Text shown:
Start

[DRAFT] adding support for the {mmrm} package #1000

kkmann · 2024-01-10T11:14:39Z

Hi,

this is an attempt to implement support for the {mmrm} package https://github.com/openpharma/mmrm following the steps outlined in the {marginaleffects} documentation https://marginaleffects.com/vignettes/extensions.html#marginaleffects-extension.

I am still unclear about the role of the option setting.

options("marginaleffects_model_classes" = "lm_manual")

Is it expected that the user triggers this everytime they want to use {marginaleffects} with {mmrm}? This does not seem to be the case for other extensions.

My test case is

library(mmrm)
fit <- mmrm(
  formula = FEV1 ~ RACE + SEX + ARMCD * AVISIT + us(AVISIT | USUBJID),
  data = fev_data
)
predictions(fit, newdata = insight::get_data(fit))

Also tagging @lang-benjamin @danielinteractive

kkmann · 2024-01-10T11:16:04Z

Currently my test case fails irrespective of me setting

options("marginaleffects_model_classes" = "mmrm")

or not.

Error: Unable to compute predicted values with this model. You can try to supply a
  different dataset to the `newdata` argument.
  
  Bug Tracker: https://github.com/vincentarelbundock/marginaleffects/issues

I did not open a separate issue in the bug tracker since this is likely a bug caused by my faulty implementation of the {mmrm} interface.

vincentarelbundock · 2024-01-10T15:49:14Z

Thanks for taking the time to do this, I really appreciate it!

The options() call is only necessary for temporary user-defined models. When we merge support in marginaleffects itself, we can do the following:

Add the package to the permanent list of supported models, to avoid calling options() in every session: R/sanitize_model.R
Add the package to the vignette of supported models by editing: data-raw/supported_models.csv
Add a bullet point to the news file: NEWS.md

Does your example work when you just supply data frame directly: newdata=fev_data?

lang-benjamin · 2024-01-11T08:05:00Z

Thanks, just adding some thoughts here.

Does your example work when you just supply data frame directly: newdata=fev_data?
Yes, that should work (fev_data has missings for the response and there will then be predictions for it).

The question to me is what the general default strategy regarding missing data should be. The element model$data will not omit missing data, whereas insight:get_data(model) will omit it (i.e. it uses the actual data used to fit the model). If we are interested in the actual data that was used to fit the model, instead of insight::get_data one could just use model.frame(model). This would not rely on the insight package.

vincentarelbundock · 2024-01-12T01:28:03Z

Ideally, on my end, I would like to go through insight::get_data(), and use listwise deletion by default. This would be consistent with how all the other models are treated in the package. In any case, it's trivial for users to supply another dataset to the newdata argument, if they want predictions for observations with missing response.

Also, looking at the code quickly, I suspect that the reason predictions don't work in the current PR is that get_predict() just calls predict(). But that function should return a data frame with two columns: rowid and estimate. If you only return a vector, it will like return this kind of error.

End

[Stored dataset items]
Start

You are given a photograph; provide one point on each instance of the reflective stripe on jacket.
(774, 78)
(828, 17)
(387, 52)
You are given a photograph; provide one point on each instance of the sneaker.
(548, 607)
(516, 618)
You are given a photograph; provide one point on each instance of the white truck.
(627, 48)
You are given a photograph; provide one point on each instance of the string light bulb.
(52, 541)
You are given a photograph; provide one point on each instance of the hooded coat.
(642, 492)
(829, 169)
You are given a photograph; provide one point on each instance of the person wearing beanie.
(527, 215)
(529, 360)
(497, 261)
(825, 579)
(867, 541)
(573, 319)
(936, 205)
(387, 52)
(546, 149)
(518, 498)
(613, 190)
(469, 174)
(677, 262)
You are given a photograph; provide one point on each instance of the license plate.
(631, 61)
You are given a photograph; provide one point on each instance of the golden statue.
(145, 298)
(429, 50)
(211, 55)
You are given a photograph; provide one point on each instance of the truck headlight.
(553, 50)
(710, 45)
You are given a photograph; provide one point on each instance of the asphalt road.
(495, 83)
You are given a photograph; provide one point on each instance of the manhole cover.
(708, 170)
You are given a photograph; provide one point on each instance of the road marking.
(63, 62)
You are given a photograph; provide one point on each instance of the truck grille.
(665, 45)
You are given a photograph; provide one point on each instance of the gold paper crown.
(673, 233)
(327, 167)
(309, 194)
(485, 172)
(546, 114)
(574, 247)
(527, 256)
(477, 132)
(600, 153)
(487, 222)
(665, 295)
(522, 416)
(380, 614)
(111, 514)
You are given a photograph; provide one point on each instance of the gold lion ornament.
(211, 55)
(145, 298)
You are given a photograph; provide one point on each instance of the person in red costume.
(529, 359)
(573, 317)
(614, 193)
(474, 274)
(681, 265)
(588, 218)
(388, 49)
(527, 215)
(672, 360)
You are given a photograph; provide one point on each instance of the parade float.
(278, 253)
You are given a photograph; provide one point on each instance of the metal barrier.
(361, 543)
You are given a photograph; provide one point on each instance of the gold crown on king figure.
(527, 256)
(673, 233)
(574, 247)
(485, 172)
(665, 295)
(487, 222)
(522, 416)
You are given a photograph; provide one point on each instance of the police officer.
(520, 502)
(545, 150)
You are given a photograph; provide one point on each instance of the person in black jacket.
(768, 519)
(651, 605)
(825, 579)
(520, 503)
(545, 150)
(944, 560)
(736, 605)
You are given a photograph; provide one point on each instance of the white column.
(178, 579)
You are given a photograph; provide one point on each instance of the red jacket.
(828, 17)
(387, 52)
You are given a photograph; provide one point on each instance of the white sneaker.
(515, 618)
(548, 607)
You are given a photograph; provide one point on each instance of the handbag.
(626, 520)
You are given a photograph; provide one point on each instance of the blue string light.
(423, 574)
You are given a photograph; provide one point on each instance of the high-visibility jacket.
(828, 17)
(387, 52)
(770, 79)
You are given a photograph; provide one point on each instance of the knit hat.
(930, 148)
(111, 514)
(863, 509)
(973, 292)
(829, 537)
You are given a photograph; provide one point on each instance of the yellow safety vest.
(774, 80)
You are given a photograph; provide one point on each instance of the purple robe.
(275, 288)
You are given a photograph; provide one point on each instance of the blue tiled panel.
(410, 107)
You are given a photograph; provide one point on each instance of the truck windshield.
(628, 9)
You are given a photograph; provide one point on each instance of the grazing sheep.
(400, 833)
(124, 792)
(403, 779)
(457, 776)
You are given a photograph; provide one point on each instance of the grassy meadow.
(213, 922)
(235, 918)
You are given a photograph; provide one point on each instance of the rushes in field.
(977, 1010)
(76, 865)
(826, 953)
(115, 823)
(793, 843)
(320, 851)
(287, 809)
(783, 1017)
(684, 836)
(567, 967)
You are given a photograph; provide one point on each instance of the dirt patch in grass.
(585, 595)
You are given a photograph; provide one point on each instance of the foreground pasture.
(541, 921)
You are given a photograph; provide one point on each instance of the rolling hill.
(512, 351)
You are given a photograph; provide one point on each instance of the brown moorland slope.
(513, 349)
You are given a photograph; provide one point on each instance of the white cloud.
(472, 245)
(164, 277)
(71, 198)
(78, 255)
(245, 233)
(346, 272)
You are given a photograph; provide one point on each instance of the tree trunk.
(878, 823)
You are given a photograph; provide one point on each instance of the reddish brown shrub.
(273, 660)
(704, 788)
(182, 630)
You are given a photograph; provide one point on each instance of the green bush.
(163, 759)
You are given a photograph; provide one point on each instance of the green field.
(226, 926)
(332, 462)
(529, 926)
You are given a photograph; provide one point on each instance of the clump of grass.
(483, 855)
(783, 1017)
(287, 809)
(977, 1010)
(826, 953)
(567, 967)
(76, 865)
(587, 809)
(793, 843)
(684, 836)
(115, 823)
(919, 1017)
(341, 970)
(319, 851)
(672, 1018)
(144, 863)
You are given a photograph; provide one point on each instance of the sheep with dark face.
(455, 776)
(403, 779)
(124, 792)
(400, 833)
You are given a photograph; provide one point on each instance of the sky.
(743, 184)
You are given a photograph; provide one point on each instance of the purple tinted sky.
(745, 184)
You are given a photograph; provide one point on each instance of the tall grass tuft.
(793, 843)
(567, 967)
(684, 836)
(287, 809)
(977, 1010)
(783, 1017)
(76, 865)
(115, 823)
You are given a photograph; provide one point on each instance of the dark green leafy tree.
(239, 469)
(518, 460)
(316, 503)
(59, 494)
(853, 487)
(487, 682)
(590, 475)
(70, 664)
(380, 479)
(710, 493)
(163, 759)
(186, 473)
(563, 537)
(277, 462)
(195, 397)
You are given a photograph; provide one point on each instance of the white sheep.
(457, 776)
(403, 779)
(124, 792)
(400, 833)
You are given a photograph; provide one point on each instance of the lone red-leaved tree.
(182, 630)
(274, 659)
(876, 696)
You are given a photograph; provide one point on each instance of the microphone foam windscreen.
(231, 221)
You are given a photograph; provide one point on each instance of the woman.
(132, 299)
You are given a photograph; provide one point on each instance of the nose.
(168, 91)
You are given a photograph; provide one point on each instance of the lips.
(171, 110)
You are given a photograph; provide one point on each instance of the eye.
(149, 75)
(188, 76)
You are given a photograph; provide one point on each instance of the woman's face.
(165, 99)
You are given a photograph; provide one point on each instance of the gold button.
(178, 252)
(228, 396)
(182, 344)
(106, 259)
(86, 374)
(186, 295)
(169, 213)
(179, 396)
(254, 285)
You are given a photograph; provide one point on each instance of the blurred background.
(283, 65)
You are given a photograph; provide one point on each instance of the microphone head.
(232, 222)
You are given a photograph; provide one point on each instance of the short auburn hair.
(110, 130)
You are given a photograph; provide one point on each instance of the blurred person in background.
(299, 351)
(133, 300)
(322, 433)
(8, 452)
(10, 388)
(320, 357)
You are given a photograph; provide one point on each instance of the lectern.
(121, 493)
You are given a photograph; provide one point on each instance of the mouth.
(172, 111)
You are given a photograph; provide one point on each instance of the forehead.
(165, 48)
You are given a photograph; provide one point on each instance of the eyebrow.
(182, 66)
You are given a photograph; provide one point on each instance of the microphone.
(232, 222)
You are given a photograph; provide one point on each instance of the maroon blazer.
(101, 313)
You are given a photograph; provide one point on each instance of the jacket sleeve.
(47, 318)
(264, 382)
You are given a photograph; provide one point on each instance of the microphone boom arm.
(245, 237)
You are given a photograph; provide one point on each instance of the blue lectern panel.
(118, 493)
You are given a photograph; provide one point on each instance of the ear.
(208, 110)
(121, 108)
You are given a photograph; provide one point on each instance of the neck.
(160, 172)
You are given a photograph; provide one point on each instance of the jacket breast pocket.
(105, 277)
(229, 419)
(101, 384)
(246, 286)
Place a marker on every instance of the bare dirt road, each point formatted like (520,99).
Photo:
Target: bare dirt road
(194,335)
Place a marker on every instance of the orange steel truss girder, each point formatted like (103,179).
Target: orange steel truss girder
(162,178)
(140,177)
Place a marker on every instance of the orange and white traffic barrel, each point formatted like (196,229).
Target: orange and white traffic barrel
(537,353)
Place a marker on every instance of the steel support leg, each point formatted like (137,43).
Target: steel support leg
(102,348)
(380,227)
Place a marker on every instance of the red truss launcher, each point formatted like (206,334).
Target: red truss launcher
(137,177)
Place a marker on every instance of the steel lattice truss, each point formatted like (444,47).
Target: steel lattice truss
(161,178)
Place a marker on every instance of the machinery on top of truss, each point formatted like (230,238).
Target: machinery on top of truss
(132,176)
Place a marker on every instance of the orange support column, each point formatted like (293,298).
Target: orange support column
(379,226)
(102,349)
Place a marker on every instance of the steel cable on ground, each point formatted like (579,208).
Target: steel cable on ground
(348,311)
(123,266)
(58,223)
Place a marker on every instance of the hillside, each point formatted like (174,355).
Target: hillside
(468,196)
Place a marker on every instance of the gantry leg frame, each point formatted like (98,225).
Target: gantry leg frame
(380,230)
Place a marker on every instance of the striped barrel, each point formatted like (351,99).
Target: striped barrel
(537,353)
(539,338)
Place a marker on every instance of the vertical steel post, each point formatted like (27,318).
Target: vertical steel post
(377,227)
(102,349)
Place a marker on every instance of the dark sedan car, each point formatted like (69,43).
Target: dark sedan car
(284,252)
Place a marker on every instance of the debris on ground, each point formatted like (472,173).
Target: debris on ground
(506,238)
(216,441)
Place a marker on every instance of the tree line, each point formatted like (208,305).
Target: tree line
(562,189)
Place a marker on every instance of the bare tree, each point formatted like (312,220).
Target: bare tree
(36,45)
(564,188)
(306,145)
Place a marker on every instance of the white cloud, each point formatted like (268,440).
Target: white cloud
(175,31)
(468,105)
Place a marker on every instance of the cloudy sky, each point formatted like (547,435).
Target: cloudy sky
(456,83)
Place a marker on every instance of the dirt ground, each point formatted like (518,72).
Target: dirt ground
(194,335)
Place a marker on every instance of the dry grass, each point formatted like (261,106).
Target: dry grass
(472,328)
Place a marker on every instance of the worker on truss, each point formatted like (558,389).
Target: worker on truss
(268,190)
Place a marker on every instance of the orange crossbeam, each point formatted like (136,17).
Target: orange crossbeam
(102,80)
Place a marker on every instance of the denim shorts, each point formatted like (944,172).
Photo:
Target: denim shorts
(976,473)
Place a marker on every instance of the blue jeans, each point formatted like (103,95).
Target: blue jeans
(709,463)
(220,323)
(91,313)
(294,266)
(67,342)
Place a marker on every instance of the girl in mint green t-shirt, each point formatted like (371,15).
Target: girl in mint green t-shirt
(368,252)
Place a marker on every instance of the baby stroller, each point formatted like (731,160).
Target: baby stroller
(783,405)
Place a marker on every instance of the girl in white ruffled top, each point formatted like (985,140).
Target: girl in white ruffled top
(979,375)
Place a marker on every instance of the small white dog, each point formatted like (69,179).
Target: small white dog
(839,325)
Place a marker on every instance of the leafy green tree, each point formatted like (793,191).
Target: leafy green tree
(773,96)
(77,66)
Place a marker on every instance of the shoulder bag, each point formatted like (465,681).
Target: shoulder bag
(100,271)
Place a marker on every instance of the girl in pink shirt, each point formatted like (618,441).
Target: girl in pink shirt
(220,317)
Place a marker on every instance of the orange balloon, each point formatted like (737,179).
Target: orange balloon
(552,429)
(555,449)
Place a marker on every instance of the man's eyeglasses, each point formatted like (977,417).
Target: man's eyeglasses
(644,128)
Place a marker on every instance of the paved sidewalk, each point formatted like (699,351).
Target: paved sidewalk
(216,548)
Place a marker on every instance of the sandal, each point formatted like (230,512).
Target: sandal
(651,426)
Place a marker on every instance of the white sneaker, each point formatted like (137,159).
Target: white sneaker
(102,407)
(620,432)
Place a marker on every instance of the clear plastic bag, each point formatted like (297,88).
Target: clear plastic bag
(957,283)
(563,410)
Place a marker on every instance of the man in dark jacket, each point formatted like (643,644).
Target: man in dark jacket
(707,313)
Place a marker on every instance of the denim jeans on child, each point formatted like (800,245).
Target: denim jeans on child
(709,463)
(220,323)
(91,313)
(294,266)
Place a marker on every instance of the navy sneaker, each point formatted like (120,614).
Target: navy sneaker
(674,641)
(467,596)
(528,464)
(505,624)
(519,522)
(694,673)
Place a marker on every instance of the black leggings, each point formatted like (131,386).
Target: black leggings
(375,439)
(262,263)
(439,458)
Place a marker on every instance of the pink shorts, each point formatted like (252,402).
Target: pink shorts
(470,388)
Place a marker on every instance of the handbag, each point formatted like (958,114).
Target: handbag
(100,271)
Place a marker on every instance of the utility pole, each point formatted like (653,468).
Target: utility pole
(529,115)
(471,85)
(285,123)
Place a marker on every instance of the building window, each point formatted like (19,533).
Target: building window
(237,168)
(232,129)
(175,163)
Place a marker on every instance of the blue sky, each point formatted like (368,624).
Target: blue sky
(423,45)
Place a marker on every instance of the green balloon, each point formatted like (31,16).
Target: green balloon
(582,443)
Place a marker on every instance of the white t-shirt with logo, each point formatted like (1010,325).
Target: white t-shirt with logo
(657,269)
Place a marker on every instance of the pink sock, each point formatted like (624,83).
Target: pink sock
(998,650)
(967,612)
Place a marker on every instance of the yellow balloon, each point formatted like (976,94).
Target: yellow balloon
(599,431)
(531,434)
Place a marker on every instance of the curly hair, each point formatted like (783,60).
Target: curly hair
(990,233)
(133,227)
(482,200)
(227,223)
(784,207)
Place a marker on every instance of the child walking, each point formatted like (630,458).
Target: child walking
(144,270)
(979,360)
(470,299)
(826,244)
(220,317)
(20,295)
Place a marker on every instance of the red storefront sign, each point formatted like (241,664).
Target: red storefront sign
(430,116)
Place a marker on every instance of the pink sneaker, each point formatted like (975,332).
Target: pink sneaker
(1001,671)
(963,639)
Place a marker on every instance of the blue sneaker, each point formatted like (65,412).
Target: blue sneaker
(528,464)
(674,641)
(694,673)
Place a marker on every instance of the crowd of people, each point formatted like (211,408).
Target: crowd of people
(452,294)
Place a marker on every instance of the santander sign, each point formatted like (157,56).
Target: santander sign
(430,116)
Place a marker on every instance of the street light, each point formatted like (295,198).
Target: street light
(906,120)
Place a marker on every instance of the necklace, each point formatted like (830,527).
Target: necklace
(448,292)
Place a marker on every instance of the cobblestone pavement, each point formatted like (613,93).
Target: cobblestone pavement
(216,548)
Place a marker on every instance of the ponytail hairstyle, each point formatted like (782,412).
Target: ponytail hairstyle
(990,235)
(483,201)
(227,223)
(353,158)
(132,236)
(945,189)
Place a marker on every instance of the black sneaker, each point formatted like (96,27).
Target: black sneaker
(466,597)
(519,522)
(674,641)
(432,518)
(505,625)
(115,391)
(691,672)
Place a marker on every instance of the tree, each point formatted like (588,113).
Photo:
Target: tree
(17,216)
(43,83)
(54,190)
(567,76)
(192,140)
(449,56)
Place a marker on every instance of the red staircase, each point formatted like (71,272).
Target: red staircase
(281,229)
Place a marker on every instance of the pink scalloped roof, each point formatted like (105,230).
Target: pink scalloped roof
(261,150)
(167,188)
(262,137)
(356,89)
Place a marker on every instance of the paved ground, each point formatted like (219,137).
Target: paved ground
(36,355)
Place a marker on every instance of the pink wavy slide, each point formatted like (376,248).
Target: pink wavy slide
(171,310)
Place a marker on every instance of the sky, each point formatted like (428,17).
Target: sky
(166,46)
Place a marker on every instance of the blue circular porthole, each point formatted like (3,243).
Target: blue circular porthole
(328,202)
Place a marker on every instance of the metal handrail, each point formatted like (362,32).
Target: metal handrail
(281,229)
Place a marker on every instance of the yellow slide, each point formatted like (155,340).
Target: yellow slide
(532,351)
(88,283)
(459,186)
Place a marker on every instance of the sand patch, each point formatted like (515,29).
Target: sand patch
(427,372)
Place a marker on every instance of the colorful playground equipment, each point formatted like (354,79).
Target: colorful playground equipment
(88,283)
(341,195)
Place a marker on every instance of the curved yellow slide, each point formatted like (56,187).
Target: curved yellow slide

End

Problem A:
Answer these questions about the thread on adding {mmrm} support:
(i) Which file should be edited to add the package to the vignette of supported models?
(ii) What could be used instead of insight::get_data to get the actual data used to fit the model?
(iii) Which two columns should the data frame returned by get_predict() have?
Problem B: Write the next post in the thread on adding {mmrm} support to marginaleffects, following on from its last reply.

Written answer A:
(i) data-raw/supported_models.csv
(ii) model.frame(model)
(iii) rowid and estimate

Written answer B:
It might also be worth checking if you really need all those methods. Sometimes, the defaults work perfectly well. Just try something like:

library(marginaleffects)
get_predict.default(fit)

kkmann · 2024-01-24T14:45:24Z

Thanks for the feeback @vincentarelbundock, made some adjustments and starting to wrap my head around this. If I see it correctly we still have two things to address here.

we still need to add the information into the csv file @lang-benjamin
we need to look into the omitting missing data either via insight::get_data() or custom

vincentarelbundock · 2024-04-06T19:37:28Z

I was looking at this PR today and noticed that the current version does not return standard errors. The underlying reason for this is that the Jacobian is full of zeros:

library(marginaleffects)
library(mmrm)
fit <- mmrm(FEV1 ~ RACE + SEX + ARMCD * AVISIT + us(AVISIT | USUBJID),
            data = fev_data,
            weights = fev_data$WEIGHTS,
            method = "Kenward-Roger")
p <- predictions(fit)
attr(p, "jacobian")

The reason for that, is that get_predict() does not appear to make different predictions after we change the coefficient values stored in the model object using set_coef(). Under the hood, the way we compute standard errors is by slightly tweaking the coefficient estimates in a model, and making different predictions with the modified model object. This doesn't seem to work at the moment.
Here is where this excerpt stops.